Return exactly the lines below, starting with the one that has "Place a point on the hand, one" and going on through the one that has "<point>93,10</point>".

□ □ □

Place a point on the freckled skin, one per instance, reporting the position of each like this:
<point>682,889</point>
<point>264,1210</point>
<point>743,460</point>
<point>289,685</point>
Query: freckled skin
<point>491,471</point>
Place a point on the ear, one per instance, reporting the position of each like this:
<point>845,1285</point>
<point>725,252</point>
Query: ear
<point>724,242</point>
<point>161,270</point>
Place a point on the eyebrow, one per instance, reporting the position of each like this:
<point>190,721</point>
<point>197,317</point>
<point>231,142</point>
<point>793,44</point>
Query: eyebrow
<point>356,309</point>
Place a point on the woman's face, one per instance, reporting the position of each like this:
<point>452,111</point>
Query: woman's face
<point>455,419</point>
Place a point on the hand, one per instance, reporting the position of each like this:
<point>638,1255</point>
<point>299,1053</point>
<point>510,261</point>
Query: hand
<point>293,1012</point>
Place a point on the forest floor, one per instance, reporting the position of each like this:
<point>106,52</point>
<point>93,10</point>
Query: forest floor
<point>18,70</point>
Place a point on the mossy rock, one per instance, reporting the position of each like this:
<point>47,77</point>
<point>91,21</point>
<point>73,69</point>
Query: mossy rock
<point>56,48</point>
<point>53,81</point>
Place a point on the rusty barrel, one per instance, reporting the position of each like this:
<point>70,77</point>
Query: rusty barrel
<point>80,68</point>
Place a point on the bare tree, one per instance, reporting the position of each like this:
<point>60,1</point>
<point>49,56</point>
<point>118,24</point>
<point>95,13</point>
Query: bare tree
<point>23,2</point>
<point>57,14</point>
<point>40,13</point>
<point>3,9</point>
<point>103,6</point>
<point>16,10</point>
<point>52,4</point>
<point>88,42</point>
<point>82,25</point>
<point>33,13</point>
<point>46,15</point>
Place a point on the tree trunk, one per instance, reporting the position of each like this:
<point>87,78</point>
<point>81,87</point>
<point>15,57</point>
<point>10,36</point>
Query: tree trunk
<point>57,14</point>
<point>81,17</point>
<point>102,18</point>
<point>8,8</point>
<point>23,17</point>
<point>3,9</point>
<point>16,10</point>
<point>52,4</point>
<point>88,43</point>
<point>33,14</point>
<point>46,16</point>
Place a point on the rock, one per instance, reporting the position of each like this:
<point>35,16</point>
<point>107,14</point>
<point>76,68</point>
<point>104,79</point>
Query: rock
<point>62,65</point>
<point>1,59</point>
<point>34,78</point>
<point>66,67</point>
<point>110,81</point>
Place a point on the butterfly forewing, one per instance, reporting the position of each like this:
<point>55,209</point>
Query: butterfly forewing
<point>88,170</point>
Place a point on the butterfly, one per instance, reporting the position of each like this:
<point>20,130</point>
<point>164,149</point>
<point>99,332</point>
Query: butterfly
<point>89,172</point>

□ □ □

▸ **ANSWER BOX**:
Place a point on the hand, one per instance, reporting the position of each like this:
<point>638,1255</point>
<point>299,1053</point>
<point>510,261</point>
Query: hand
<point>293,1012</point>
Place a point on the forest floor, one per instance, reporting the position of each like this:
<point>106,52</point>
<point>93,10</point>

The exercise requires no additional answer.